- _Task_
Please convert the data below into a JSON list of strings, with one string for each line and any blank lines left out.

- _Data for processing_
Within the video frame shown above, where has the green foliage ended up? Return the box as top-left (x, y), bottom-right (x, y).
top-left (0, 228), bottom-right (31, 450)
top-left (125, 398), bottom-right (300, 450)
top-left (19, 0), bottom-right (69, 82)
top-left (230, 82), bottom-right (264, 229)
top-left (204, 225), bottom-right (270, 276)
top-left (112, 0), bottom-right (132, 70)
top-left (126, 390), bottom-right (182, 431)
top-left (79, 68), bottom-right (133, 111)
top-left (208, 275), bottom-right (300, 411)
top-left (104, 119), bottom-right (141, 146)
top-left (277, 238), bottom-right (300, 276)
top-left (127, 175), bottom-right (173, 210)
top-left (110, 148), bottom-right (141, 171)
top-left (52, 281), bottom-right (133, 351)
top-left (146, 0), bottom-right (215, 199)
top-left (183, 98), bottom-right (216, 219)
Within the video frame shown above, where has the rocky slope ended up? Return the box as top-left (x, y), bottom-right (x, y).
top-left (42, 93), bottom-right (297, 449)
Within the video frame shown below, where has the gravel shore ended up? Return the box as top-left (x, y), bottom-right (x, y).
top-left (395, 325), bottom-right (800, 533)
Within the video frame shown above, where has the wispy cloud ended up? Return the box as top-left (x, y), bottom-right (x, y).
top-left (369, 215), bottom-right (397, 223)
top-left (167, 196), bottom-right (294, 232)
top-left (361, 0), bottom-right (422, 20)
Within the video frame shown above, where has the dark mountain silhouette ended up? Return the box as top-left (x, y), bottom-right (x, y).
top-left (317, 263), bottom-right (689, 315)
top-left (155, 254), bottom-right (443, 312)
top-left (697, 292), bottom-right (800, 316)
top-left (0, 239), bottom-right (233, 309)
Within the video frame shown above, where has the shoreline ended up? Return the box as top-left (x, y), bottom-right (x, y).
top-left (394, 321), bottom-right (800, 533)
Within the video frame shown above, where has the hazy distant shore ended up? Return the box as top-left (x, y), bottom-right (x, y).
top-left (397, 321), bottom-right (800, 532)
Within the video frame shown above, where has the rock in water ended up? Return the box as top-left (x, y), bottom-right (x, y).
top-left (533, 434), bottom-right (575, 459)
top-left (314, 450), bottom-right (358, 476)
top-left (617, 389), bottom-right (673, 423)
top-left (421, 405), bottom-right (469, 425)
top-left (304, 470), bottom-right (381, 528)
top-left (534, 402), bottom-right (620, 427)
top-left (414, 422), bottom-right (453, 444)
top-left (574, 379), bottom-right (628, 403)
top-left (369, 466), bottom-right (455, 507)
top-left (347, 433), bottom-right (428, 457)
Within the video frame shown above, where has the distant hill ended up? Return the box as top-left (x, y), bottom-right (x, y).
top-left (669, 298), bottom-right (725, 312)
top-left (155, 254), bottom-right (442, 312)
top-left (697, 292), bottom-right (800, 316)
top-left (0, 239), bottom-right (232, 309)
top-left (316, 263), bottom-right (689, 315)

- _Worked answer_
[
  "Within the video frame shown above, where has the green foliage ended up? Return the box as top-left (x, y), bottom-right (x, y).",
  "top-left (0, 228), bottom-right (31, 450)",
  "top-left (125, 398), bottom-right (300, 450)",
  "top-left (19, 0), bottom-right (69, 82)",
  "top-left (230, 82), bottom-right (264, 229)",
  "top-left (204, 225), bottom-right (270, 276)",
  "top-left (112, 0), bottom-right (132, 70)",
  "top-left (126, 390), bottom-right (182, 431)",
  "top-left (79, 68), bottom-right (133, 111)",
  "top-left (208, 275), bottom-right (300, 411)",
  "top-left (104, 119), bottom-right (141, 146)",
  "top-left (277, 238), bottom-right (300, 276)",
  "top-left (127, 175), bottom-right (173, 210)",
  "top-left (110, 148), bottom-right (141, 171)",
  "top-left (52, 281), bottom-right (133, 351)",
  "top-left (146, 0), bottom-right (215, 199)",
  "top-left (183, 98), bottom-right (216, 219)",
  "Within the video frame shown above, where has the rocky slope ended up? Return the box as top-left (x, y), bottom-right (x, y).",
  "top-left (42, 93), bottom-right (297, 449)",
  "Within the video frame shown below, where has the gravel shore ended up? Return the box as top-left (x, y), bottom-right (x, y).",
  "top-left (395, 325), bottom-right (800, 533)",
  "Within the video frame shown above, where has the wispy cloud ended up? Return the box as top-left (x, y), bottom-right (x, y).",
  "top-left (369, 215), bottom-right (397, 223)",
  "top-left (167, 196), bottom-right (294, 232)",
  "top-left (361, 0), bottom-right (422, 20)",
  "Within the video frame shown above, where has the dark mountain silhouette ended up? Return the box as top-left (x, y), bottom-right (x, y).",
  "top-left (317, 263), bottom-right (689, 315)",
  "top-left (155, 254), bottom-right (443, 312)",
  "top-left (697, 292), bottom-right (800, 316)",
  "top-left (0, 239), bottom-right (233, 309)",
  "Within the video frame shown above, where has the shoreline ended up? Return the box as top-left (x, y), bottom-right (x, y).",
  "top-left (394, 321), bottom-right (800, 533)",
  "Within the video frame shown above, where has the hazy distant shore ended up? Return the box as top-left (x, y), bottom-right (x, y).",
  "top-left (397, 321), bottom-right (800, 532)",
  "Within the video frame shown above, where has the rock in water ended up? Return the box as top-left (x, y), bottom-right (x, y).",
  "top-left (533, 434), bottom-right (575, 459)",
  "top-left (314, 450), bottom-right (358, 476)",
  "top-left (617, 389), bottom-right (673, 423)",
  "top-left (421, 405), bottom-right (469, 425)",
  "top-left (304, 470), bottom-right (381, 528)",
  "top-left (534, 402), bottom-right (620, 427)",
  "top-left (414, 422), bottom-right (453, 444)",
  "top-left (574, 379), bottom-right (628, 403)",
  "top-left (369, 466), bottom-right (455, 507)",
  "top-left (347, 433), bottom-right (428, 457)",
  "Within the video frame shown above, where has the distant hill ended up? Return the box as top-left (x, y), bottom-right (x, y).",
  "top-left (669, 298), bottom-right (725, 312)",
  "top-left (155, 254), bottom-right (442, 312)",
  "top-left (697, 292), bottom-right (800, 316)",
  "top-left (0, 239), bottom-right (232, 309)",
  "top-left (316, 263), bottom-right (689, 315)"
]